# [Direction A]
Shift the bounding box coordinates in these records by adding 17 to every number in the answers. Give the records again, requests included, starting with the line that contains "Look at this image and find the narrowboat." and going on through the line that contains "316,112 -> 580,211", with the sample boxes in the requests left as they are.

# [Selected passage]
────────────────

Tax Update provides you with a round-up of the latest tax developments. Covering matters relevant to individuals, trusts, estates and businesses, it keeps you up-to-date with tax issues that may impact you or your business. If you would like to discuss any aspect in more detail, please speak to your usual Smith & Williamson contact. Alternatively, Ami Jack can introduce you to relevant specialist tax advisors within our firm.
1.1 Sajid Javid appointed as Chancellor of the Exchequer
Sajid Javid has been appointed to replace Philip Hammond as Chancellor of the Exchequer.
Following Philip Hammond’s resignation as Chancellor of the Exchequer, Rt Hon Sajid Javid MP has been appointed as his replacement. He takes overall responsibility for the work of the Treasury, including the Budget.
Jesse Norman MP remains Financial Secretary to the Treasury.
1.2 Taxation trends in the EU
The 2019 report on Taxation Trends in the European Union has been published. It provides an overview of recent trends in taxation revenues, tax structures and reforms across the EU and including Iceland and Norway.
The report found that taxation is a source of debate, especially in regard to tax policies. It is noted, however, that taxes are critical for sustaining public finances and as a policy lever for transforming society.

────────────────

# [The input]
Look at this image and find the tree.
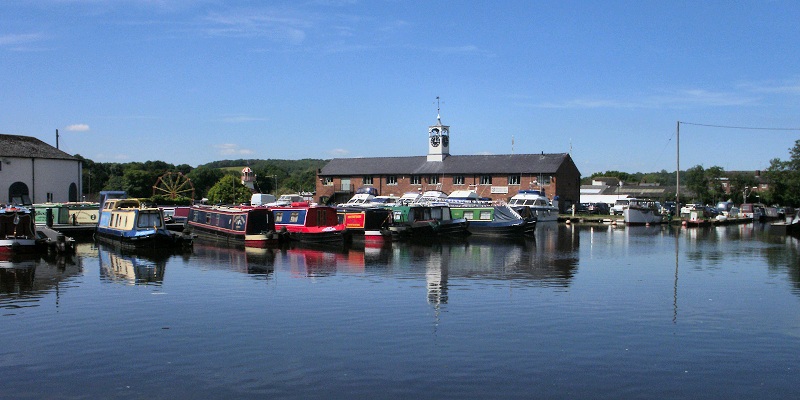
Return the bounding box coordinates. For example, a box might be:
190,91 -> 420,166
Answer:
186,167 -> 225,199
705,166 -> 727,204
208,175 -> 252,204
122,169 -> 158,197
685,165 -> 709,203
730,172 -> 758,204
764,140 -> 800,206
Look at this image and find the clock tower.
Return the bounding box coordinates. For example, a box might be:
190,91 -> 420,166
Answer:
428,101 -> 450,161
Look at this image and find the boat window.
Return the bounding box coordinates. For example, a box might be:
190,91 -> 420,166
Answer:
137,212 -> 161,228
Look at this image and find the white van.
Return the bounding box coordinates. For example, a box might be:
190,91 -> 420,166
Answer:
609,199 -> 631,215
250,193 -> 275,207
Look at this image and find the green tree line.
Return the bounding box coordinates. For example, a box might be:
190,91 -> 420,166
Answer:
75,154 -> 327,204
581,140 -> 800,207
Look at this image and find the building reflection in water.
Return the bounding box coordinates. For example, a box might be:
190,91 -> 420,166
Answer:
0,250 -> 82,309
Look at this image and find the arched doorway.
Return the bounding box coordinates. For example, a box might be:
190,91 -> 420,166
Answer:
8,182 -> 31,204
67,182 -> 78,201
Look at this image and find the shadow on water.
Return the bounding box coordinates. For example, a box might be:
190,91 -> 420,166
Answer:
0,254 -> 82,309
97,242 -> 175,285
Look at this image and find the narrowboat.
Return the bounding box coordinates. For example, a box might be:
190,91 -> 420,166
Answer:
447,190 -> 536,237
95,198 -> 191,248
269,201 -> 350,244
33,202 -> 100,226
622,198 -> 662,225
0,205 -> 44,254
186,205 -> 282,247
508,190 -> 558,222
450,204 -> 536,237
389,202 -> 469,240
336,187 -> 392,243
336,207 -> 392,243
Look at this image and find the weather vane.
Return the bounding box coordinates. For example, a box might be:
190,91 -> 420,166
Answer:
436,96 -> 442,125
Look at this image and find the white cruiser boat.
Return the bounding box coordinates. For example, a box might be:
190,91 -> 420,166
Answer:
508,190 -> 558,222
622,198 -> 662,225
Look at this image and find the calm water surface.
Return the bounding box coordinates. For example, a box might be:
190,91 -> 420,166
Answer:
0,224 -> 800,399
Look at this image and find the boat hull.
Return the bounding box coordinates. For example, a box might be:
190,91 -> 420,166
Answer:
469,220 -> 536,237
186,206 -> 285,248
622,207 -> 662,225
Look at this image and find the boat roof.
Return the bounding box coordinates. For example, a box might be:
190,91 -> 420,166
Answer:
447,190 -> 480,201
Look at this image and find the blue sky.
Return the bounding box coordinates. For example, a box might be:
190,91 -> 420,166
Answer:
0,0 -> 800,176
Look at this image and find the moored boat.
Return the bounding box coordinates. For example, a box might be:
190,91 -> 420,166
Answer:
450,205 -> 536,237
95,196 -> 191,248
0,205 -> 44,254
508,190 -> 558,222
622,198 -> 662,225
447,190 -> 536,237
389,202 -> 470,240
186,205 -> 284,247
33,202 -> 100,226
269,201 -> 350,244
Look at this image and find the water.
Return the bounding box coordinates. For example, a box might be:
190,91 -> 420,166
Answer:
0,224 -> 800,399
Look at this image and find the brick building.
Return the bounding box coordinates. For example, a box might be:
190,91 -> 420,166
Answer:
316,116 -> 580,211
0,135 -> 82,204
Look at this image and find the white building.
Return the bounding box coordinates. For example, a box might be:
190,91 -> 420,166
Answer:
0,135 -> 83,204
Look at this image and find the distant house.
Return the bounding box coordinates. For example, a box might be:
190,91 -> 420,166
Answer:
0,134 -> 82,204
316,112 -> 580,211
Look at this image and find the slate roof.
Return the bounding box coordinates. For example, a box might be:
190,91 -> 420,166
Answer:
319,153 -> 569,176
0,134 -> 77,160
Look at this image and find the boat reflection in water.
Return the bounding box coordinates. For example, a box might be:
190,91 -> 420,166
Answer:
192,243 -> 280,277
416,224 -> 580,304
97,242 -> 174,285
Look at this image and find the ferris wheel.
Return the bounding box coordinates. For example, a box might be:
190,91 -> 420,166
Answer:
153,172 -> 194,199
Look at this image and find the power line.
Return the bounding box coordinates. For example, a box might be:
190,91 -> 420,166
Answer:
678,121 -> 800,131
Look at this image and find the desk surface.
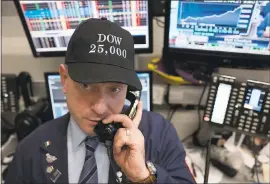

────────────────

# [Direction B]
According to the tax update, who remains Financial Secretary to the Treasury?

# [Complete response A]
Look at this image and find the narrowboat.
Return the bounding box coordinates. For example, a box might be:
190,91 -> 420,166
Answer:
464,207 -> 553,254
112,215 -> 208,265
286,218 -> 367,261
50,219 -> 117,243
639,215 -> 679,242
17,222 -> 61,271
203,222 -> 299,264
525,207 -> 575,239
467,221 -> 553,254
406,219 -> 486,257
353,204 -> 409,260
353,224 -> 409,260
Look at this image and find the weather vane.
Return the bounding box coordinates. For example, a box might be:
190,91 -> 420,166
Answer:
453,113 -> 459,142
Look at this image and find the white cruiser boat.
Return the bounding box coordinates. For example, a box might be:
190,91 -> 420,166
Answer:
525,207 -> 575,239
639,215 -> 679,242
Look at this image and find the calm water surface.
Return the bounding box coordinates. For example, a box might be:
190,91 -> 420,166
Answer:
17,241 -> 817,416
Look at this image and find the boat hull.
Return the bounding box coordinates. For example, a box might be:
190,91 -> 420,166
Answer:
486,237 -> 553,254
203,223 -> 302,265
639,224 -> 679,242
Look at this image and find the boat roof.
Return the bounding box coordinates. For example, a box might be:
190,91 -> 420,166
Answer:
464,207 -> 497,218
Look at this image and find the blue sky.
Return the bounding box coordinates. For example, a box might be:
190,91 -> 420,166
Answer:
17,17 -> 817,193
Look at this image and find the moored boat.
Return the bounding box coordinates. For example, a box might be:
190,91 -> 420,166
Answer:
467,222 -> 553,254
112,213 -> 208,265
17,222 -> 61,271
525,207 -> 575,239
639,215 -> 679,242
464,207 -> 553,254
406,219 -> 487,257
203,222 -> 301,264
50,219 -> 117,243
286,218 -> 367,261
Look at this image and find the water.
Return the bounding box coordinates. For example, a box might be:
190,91 -> 420,166
Answer:
17,241 -> 817,416
Look at this image and find the brick building.
Return the bounding box coordinates. For example, a box might be:
190,91 -> 420,166
Answer:
333,133 -> 597,228
17,152 -> 99,221
Look at this image and find the white building.
Return the bounding box coordinates. For example, a box might be:
190,91 -> 420,166
Answer:
17,152 -> 100,221
Look at this image and find the distant house.
Return the bounding box coordinates. For example, a box might be:
190,91 -> 420,166
Answer:
17,151 -> 99,221
333,129 -> 597,228

# [Complete response B]
Jesse Norman MP